Requests
**1)** Rewrite the part of the interview piece that begins with "I arrive at" and stops after "to Jane Siberry.", renaming "Green Room" to "Blue Room".
**2)** In the interview piece, what did Issa sell?
**3)** Pick up the interview piece about the singer Issa after its last sentence and continue it.

Source

It’s November in Montreal and it is pouring rain and dark. But because I’m about to interview the woman who sang the best song on my favorite mix tape from my first big love in high school, a little salad-fetching in the dark of the winter night seems totally reasonable. And, as I would later understand, Issa’s straightforwardness is just part of her agenda-free, free-thinking experiment. She lives her politics—and having sold all her belongings, including her house in Toronto—she lives everywhere. The night we spoke she made Montreal her home and I was determined to make it a place she would want to return to often.

I arrive at the Green Room, where she was to perform later that night. She is sitting at the piano, writing up her guest list. She wonders if perhaps there would be a venue better suited for her, somewhere else. The thought passes and we sit down to talk. She is at once intense and soothing, passionate, and present. She tells me she’s recently changed her name (back from Issa) to Jane Siberry.

Listing

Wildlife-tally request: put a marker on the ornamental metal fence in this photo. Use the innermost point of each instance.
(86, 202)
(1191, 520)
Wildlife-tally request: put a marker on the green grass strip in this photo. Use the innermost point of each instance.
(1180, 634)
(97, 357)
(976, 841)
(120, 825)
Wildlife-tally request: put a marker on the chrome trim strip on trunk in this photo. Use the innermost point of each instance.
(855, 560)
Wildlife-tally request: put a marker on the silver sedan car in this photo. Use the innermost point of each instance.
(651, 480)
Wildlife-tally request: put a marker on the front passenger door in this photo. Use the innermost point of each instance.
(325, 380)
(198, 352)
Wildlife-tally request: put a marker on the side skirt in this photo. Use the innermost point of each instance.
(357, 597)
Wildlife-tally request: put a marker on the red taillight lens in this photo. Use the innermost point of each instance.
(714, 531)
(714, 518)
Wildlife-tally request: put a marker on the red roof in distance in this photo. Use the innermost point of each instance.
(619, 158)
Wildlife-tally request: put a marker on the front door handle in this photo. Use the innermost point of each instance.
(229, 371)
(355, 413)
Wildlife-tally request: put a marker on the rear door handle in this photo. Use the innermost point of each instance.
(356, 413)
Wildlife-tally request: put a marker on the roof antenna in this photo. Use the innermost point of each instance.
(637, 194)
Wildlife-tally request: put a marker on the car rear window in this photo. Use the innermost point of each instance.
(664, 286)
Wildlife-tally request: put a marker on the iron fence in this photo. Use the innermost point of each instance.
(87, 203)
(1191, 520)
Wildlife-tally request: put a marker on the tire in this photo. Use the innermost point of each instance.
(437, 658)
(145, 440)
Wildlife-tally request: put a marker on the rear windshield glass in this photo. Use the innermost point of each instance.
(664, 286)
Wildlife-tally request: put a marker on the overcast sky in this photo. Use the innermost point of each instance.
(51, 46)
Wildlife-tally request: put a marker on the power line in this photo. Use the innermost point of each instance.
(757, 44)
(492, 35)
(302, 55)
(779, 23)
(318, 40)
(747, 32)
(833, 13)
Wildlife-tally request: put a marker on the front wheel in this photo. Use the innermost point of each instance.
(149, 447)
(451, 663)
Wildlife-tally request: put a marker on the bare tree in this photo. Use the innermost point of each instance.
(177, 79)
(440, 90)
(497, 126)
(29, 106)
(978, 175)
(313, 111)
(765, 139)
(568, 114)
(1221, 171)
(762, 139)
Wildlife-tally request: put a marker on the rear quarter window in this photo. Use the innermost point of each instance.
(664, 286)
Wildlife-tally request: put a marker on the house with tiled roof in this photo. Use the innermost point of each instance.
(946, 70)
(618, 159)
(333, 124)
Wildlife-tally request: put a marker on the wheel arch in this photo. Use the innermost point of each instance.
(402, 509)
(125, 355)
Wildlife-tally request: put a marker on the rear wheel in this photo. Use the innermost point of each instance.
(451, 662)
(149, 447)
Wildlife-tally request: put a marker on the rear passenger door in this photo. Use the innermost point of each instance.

Responses to the exercise
**1)**
I arrive at the Blue Room, where she was to perform later that night. She is sitting at the piano, writing up her guest list. She wonders if perhaps there would be a venue better suited for her, somewhere else. The thought passes and we sit down to talk. She is at once intense and soothing, passionate, and present. She tells me she’s recently changed her name (back from Issa) to Jane Siberry.

**2)** All her belongings, including her house in Toronto.

**3)**
A bit nervously, I dive right into the idea of ‘improvisation’ without much preparatory small talk. It seems to me improvisation is a core concept of self-determination, of adapting, and of what I would later understand from Jane as freethinking.

MH: Improvisation is certainly not something that is new for you, but would you say you have more creative freedom now that you are free from a major label?

JS: There was a certain point with Warner Brothers when I couldn’t do interesting side projects like when I did Maria, which was not a commercial record. I said no problem. I’ll do it the way I like it, but I will give you a companion EP of the most commercial versions of these songs you could ever want. I will do remixes for you. But they didn’t have a system that could handle that kind of thing. I said we could use the commercial versions for the videos, too.